• **EXERCISE REQUIREMENTS**:
A. In the summer camp article, what share of the camps surveyed by CampMinder are remaining closed for the summer?
B. Continue the summer camp article from its last sentence.

• **QUOTED PASSAGE**:
--------------------------------
- The Washington Times - Monday, July 6, 2020

Face masks and hand sanitizer have replaced backpacks and sleeping bags as must-have items at the few summer camps that have opened during the coronavirus pandemic.

Taking their cues from public health officials, camps are employing a number of tactics to keep campers safe such as testing them for fevers, holding abbreviated sessions, limiting transportation to and from facilities and even conducting some activities online.

According to the American Camp Association, there are more than 14,000 day and resident camps in the U.S. CampMinder, a firm that creates management software for camps, found that 62% of the 885 camps it surveyed are remaining closed for the summer.

Camp Winnebago in Fayette, Maine, is one of just 20 camps in the state to open this year. The other 90 camps in Maine are closed.

“We believe that we can run a program safely and with the health of the campers at the top of our minds. We’re not doing this cavalierly. We’re taking this extremely seriously,” camp owner Andy Lilienthal told the Associated Press.

At Camp Winnebago, campers were tested for the coronavirus before and after arrival, face masks are required in larger groups, and hand sanitizer is required when entering or exiting a cabin and before and after group activities.

Meanwhile, the YMCA of Metro Chicago is offering “Camp Redefined,” an online experience that includes welcome circles, physical activity and group learning.

“For years the Y has shaped what summer camp looks like and has always developed our programming with safety, convenience and cost in mind to service our families as best we can,” the YMCA’s website says.

The American Academy of Pediatrics released its own guidelines for reopening camps, acknowledging that some children may fear being near others after having been at home for so long and that children’s psychosocial development, self-esteem and leadership qualities can benefit from camp experience.
--------------------------------
(Saved entries)

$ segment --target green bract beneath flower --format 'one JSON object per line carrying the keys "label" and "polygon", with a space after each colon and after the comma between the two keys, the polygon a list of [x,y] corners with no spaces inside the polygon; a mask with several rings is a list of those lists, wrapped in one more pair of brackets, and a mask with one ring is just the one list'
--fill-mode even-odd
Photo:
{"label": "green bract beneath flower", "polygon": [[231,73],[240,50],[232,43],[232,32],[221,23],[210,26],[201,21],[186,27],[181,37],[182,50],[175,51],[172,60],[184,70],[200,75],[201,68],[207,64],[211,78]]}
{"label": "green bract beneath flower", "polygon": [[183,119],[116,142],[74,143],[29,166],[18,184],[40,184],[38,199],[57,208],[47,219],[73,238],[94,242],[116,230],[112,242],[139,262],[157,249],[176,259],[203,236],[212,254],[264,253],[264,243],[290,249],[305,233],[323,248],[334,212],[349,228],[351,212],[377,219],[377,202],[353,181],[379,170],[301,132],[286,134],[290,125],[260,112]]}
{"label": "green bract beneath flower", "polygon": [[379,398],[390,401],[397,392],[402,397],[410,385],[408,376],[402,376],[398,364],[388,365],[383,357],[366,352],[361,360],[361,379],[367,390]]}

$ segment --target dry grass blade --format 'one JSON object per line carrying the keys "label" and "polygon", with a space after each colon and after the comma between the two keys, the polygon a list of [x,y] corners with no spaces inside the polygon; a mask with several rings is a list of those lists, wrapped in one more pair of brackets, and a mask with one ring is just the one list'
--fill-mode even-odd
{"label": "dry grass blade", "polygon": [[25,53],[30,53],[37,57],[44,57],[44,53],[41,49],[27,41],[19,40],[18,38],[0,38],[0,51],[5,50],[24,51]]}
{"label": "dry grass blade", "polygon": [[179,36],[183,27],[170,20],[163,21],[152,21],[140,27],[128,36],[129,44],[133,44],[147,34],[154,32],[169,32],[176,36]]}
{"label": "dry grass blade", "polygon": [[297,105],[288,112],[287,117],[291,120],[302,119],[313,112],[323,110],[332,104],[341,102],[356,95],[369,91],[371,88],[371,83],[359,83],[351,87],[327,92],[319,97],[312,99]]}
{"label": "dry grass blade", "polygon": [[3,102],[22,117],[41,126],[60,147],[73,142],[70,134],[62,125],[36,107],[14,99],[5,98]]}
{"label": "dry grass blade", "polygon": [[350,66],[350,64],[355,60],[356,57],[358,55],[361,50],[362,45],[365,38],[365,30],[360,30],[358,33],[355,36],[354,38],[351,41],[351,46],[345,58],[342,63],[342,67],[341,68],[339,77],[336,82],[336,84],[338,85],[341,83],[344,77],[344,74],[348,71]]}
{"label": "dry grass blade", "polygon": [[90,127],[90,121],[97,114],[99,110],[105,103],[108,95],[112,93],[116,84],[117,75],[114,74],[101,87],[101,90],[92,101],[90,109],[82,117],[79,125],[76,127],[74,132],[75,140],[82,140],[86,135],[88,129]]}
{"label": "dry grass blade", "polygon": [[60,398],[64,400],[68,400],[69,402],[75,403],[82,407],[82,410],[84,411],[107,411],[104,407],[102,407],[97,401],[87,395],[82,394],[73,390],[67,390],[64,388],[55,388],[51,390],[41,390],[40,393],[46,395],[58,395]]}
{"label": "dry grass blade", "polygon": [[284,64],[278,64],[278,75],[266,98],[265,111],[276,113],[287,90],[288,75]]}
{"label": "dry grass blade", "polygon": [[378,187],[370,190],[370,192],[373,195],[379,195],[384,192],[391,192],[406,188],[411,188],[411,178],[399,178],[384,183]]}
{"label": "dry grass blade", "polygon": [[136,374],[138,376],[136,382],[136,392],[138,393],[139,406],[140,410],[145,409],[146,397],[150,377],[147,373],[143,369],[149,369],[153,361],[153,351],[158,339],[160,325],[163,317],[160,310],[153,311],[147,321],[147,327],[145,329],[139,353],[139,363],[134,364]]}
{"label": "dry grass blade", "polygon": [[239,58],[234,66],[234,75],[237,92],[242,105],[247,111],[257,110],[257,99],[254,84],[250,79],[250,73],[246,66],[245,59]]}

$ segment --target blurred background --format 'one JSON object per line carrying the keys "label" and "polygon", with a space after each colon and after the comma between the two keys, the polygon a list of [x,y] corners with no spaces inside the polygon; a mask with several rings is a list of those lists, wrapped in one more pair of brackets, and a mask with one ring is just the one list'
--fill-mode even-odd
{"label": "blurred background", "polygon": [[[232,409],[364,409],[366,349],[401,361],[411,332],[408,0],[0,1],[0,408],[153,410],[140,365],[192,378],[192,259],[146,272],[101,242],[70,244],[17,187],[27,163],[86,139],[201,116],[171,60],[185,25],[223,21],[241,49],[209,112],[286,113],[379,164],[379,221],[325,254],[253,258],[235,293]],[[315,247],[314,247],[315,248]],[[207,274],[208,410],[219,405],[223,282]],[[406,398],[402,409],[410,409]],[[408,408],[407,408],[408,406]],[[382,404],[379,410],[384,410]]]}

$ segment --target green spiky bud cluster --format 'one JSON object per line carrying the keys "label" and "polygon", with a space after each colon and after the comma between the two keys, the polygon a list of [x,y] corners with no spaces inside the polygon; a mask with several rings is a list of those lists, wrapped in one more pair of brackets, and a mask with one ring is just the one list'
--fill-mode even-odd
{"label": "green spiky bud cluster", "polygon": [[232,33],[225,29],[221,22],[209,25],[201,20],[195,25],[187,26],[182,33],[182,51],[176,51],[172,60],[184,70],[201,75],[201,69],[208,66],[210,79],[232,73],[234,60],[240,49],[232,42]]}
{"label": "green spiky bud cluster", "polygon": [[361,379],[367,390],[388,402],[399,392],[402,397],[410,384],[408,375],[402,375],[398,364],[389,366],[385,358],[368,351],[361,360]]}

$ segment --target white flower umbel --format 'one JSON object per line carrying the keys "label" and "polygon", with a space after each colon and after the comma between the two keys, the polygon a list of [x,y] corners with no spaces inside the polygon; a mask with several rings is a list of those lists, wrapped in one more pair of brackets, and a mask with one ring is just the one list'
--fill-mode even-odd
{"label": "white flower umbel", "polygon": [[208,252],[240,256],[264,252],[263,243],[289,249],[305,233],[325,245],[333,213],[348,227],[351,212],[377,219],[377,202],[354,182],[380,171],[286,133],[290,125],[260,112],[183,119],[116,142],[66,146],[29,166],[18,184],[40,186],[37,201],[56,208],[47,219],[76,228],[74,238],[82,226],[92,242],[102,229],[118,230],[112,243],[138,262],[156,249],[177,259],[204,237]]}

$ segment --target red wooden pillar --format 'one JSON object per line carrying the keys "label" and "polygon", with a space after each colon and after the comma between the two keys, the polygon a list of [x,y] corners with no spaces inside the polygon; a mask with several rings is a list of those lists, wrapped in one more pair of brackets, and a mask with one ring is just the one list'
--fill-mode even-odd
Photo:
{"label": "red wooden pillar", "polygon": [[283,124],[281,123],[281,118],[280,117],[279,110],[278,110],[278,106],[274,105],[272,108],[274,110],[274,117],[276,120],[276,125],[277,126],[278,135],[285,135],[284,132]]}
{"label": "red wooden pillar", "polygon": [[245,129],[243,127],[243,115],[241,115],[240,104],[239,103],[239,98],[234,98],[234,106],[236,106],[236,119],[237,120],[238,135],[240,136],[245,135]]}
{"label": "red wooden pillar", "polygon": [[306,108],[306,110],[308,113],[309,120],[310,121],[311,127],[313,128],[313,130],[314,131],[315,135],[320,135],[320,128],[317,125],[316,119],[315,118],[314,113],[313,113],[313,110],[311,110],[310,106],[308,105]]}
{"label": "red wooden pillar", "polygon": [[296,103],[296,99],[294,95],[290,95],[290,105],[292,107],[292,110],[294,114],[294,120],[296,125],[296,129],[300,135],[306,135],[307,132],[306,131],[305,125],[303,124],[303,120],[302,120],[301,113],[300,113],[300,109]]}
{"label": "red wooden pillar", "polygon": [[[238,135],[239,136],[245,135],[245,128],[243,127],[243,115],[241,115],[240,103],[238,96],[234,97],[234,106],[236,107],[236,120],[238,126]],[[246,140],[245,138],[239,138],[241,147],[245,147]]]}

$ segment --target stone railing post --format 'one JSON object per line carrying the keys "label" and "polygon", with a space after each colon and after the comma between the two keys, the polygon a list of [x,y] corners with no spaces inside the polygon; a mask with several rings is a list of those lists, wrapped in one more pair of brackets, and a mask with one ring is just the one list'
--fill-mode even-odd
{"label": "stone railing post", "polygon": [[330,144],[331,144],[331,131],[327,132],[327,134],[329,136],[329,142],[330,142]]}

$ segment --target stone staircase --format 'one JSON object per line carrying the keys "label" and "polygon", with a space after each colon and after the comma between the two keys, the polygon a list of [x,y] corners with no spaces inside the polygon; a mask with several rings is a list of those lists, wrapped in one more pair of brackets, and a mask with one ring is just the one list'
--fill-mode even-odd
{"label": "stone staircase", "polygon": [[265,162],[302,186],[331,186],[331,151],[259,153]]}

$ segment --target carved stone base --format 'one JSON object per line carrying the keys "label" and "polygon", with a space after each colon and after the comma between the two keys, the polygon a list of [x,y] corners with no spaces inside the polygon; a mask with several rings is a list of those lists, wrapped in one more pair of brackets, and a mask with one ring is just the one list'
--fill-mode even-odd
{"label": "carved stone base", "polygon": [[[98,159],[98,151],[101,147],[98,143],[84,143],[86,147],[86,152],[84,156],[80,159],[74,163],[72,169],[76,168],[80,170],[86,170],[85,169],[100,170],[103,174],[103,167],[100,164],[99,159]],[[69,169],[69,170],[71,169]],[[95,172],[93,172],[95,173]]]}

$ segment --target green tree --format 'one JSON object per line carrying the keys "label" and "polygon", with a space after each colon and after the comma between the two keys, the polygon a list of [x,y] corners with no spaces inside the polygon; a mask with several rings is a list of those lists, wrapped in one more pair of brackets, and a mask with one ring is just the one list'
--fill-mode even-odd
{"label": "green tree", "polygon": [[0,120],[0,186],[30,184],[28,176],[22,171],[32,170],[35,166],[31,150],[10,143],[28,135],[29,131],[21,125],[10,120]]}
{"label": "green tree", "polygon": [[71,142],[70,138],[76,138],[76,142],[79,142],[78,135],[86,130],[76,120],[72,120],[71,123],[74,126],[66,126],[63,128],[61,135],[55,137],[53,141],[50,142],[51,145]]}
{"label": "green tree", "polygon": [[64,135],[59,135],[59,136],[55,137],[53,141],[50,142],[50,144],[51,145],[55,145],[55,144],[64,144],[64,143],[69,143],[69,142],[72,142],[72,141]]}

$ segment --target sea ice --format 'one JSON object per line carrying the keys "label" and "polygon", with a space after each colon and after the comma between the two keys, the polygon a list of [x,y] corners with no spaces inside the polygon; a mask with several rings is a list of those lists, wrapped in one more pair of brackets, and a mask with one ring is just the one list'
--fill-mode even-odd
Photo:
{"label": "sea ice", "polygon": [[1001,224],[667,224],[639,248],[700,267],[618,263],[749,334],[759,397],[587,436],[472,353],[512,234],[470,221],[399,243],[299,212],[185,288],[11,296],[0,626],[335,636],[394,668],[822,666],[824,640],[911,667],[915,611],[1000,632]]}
--------------------------------
• **TASK ANSWERS**:
A. 62% of the 885 camps surveyed.

B.
“During the summer, it is important that children begin to reestablish connections with their friends, peers and non-parental adults in an environment that supports their development while also consistently practicing the recommended principles to limit the spread of COVID-19,” the guide states.

Tom Rosenberg of the American Camp Association said children aren’t the only ones who will miss out on opportunities as many camps remain closed this summer. Camps are estimated to lose $16 billion in revenue, with more than $4.4 billion in lost wages and over 900,000 lost jobs this summer, he told the AP.

Some camps, however, are shutting their doors almost as soon as they opened.

Media outlets have reported that Camp High Harbour in Georgia closed after counselors and campers tested positive for the coronavirus. Other camps across the country are facing a similar fate.

The Centers for Disease Control and Prevention have outlined sanitization and social distancing guidelines, and encouraged campers to be “Clean Camp Champs” this summer.

This article is based in part on wire service reports.